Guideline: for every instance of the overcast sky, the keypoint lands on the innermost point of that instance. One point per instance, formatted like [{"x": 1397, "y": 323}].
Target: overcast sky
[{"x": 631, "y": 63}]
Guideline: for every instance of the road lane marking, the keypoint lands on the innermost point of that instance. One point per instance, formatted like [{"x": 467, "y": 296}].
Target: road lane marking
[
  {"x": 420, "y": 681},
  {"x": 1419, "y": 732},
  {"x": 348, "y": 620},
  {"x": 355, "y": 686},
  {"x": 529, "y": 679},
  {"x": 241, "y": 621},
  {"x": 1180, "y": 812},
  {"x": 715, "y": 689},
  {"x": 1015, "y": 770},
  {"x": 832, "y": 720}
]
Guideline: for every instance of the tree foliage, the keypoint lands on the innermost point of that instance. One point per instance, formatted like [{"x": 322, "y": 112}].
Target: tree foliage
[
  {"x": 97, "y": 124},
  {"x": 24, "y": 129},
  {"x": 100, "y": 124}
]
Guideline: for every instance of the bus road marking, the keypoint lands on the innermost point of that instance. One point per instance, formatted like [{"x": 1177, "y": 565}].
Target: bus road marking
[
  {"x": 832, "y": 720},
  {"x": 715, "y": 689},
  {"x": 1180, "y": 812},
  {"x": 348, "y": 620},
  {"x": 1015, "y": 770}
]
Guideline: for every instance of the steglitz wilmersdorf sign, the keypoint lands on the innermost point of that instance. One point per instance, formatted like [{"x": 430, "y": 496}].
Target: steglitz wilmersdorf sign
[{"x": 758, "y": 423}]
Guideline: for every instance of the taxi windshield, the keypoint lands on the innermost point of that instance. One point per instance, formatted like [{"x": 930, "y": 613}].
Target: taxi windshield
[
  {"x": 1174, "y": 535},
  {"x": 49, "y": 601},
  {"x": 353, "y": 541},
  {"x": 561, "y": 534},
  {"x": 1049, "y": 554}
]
● ● ● ● ●
Task objective: Update the data above by replacing "innermost point" with "central point" wherever it appears, and keep everything else the same.

The reply:
Guideline: for every instance of the overcast sky, the keypoint lands on the central point of that instance. One point per instance, formatted like [{"x": 1397, "y": 323}].
Target: overcast sky
[{"x": 631, "y": 63}]
Guideline: for every instance of the road lane marking, the keypoint lands on the central point of that instance. One point per instance, formatted like [{"x": 467, "y": 296}].
Target: road lane marking
[
  {"x": 420, "y": 681},
  {"x": 1419, "y": 732},
  {"x": 348, "y": 620},
  {"x": 355, "y": 686},
  {"x": 529, "y": 679},
  {"x": 241, "y": 621},
  {"x": 1180, "y": 812},
  {"x": 715, "y": 689},
  {"x": 1015, "y": 770},
  {"x": 832, "y": 720}
]
Guideline: for every instance of the tree foliage, the keypoint lands on the central point of that instance. One point per instance, formatted like [{"x": 322, "y": 112}].
Target: tree foliage
[
  {"x": 97, "y": 124},
  {"x": 24, "y": 129},
  {"x": 100, "y": 124}
]
Guideline: for every instance of the bus road marking, the keypoint lands on the central point of that instance. One point per instance, formatted like [{"x": 1177, "y": 565}].
Target: bus road marking
[
  {"x": 832, "y": 720},
  {"x": 715, "y": 689},
  {"x": 1180, "y": 812},
  {"x": 348, "y": 620},
  {"x": 1015, "y": 770}
]
Guideline: for every instance of the steglitz wilmersdorf sign, the keypoint lands on the central point of that instance. One point per instance, formatted like [{"x": 430, "y": 496}].
Target: steglitz wilmersdorf sign
[{"x": 758, "y": 423}]
Guideline: for every instance of the taxi windshield, the keypoint lands on the central point of that instance. One point per instance, formatted like [{"x": 930, "y": 613}].
Target: taxi windshield
[
  {"x": 1174, "y": 535},
  {"x": 49, "y": 601},
  {"x": 353, "y": 541},
  {"x": 561, "y": 534},
  {"x": 1049, "y": 554}
]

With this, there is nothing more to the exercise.